• _Goal of the exercise_
Rescale the data from the line with "Where can you see the bokeh" up to and including the final line, reproducing every line with its request text unchanged. Multiply each coordinate in the answers by 2.05 and round to the nearest whole number, with halves rounding up.

Lines of data:
......

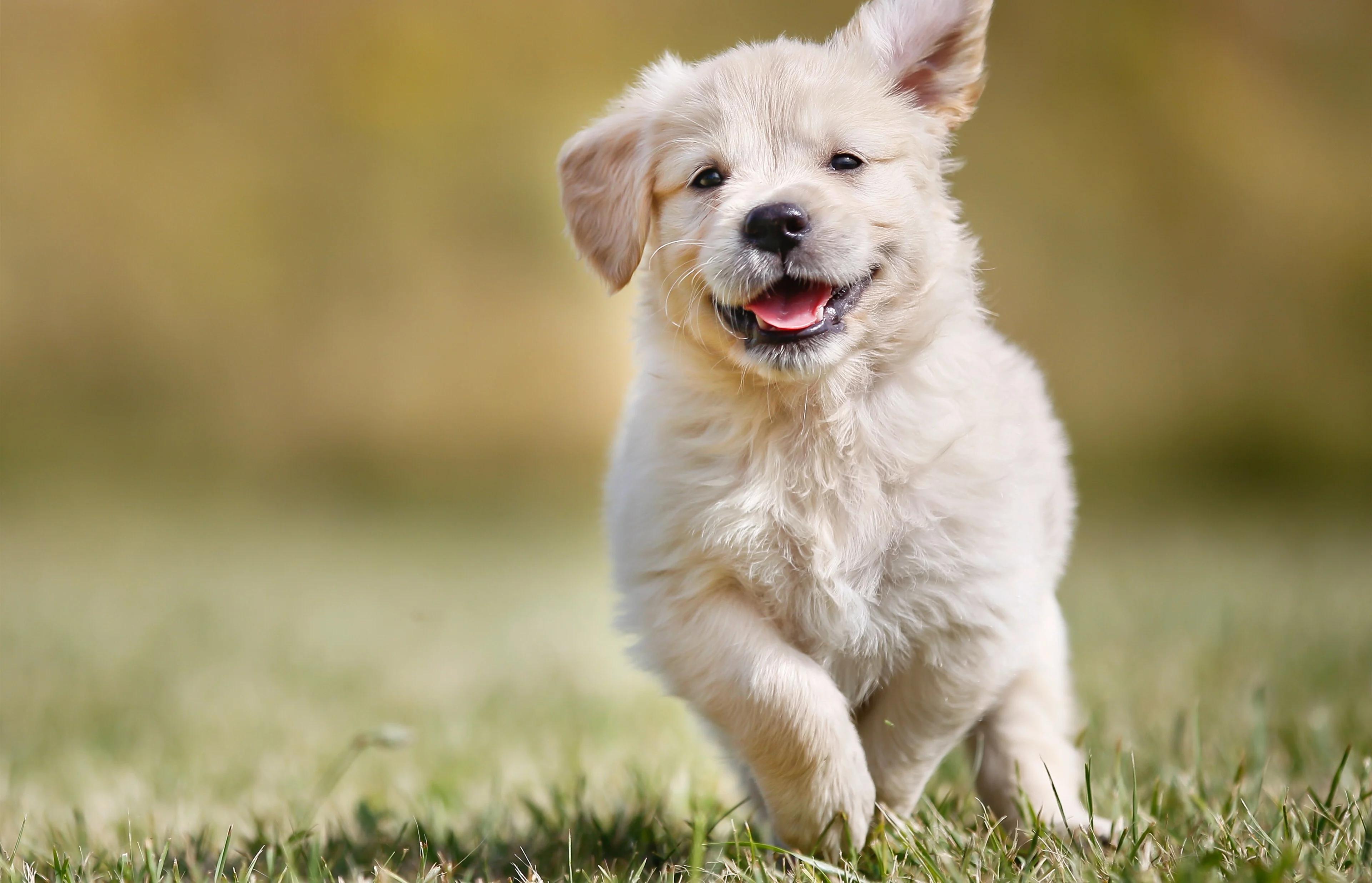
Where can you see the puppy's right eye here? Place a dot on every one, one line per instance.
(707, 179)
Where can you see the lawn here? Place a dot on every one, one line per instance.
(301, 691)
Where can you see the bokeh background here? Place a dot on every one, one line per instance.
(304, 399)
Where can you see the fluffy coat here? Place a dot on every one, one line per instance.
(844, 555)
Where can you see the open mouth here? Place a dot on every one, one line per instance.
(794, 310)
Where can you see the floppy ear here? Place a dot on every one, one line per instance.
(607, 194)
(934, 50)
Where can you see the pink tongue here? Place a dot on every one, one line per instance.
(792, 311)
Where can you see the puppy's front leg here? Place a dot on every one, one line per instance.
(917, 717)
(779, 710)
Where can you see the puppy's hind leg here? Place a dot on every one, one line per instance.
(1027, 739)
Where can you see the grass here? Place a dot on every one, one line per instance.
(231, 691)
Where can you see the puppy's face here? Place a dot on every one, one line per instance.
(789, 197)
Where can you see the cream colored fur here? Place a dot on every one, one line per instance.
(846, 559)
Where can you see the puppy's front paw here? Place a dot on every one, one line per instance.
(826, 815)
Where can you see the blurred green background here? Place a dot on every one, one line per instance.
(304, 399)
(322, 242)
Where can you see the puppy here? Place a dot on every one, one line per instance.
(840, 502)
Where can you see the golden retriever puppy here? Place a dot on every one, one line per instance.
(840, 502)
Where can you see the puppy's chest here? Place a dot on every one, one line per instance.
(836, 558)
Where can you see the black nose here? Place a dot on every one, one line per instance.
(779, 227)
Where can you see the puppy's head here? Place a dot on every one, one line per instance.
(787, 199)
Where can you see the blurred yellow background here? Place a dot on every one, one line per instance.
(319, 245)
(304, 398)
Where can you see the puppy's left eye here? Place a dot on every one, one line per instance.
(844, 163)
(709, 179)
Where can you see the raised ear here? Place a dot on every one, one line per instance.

......

• _The answer_
Where can you see the bokeh background here? Place a dot on every one, one line per instance.
(623, 818)
Where can you see the fluffy coat here? Place a dot on every one, one line per instance.
(1730, 1138)
Where can you see the open mouth here? Place a dot on every one, one line per instance.
(1628, 636)
Where can you see the floppy ear here? Place a dot on every one, one line per instance.
(1244, 398)
(1915, 103)
Where can you see the pink tongue here? Place a dot on every one, one line per instance.
(1624, 638)
Where can you see the puppy's front leg here? Place a dot on every one, one line per instance.
(1880, 1470)
(1597, 1456)
Where can you see the puppy's hind leg here? Place a dot on every one, one line per instance.
(2105, 1515)
Where can you see the grass here? Place a dot on every one, one line per instance.
(474, 1417)
Where can you see the puppy's face here? Place a dot on every one, one line per instance.
(1617, 404)
Where can you see the cream colored fur here? Place a dot on every one, one line per instance.
(1734, 1146)
Where can you see the puppy's front paw here? Place a dot on every one, one line per instance.
(1693, 1671)
Where can you see the blurred green background here? Place a dot on every one, one line per instance.
(623, 818)
(660, 496)
Where can you see the puppy here? Place a dot on every one, one line per instance.
(1722, 1029)
Where can you see the golden retriever puppy here? Place a dot on every one, one line per instance.
(1722, 1029)
Where can you see the puppy's chest here? Place a dot on every one, one line per instance.
(1714, 1144)
Where can you see the black nose here? Place a dot on every one, one line per instance.
(1597, 465)
Where can you see the puppy's head here? Place a dot on every one, one line per instance.
(1613, 408)
Where can you see the blurred yellow background here? Place a dot on every one, one line per instance.
(654, 502)
(623, 816)
Where can you see the puppy's left eye here? Place a dot on every one, one line per instance.
(1730, 334)
(1453, 367)
Where can you see the raised ear here? Place a dot on every one, one line per instance.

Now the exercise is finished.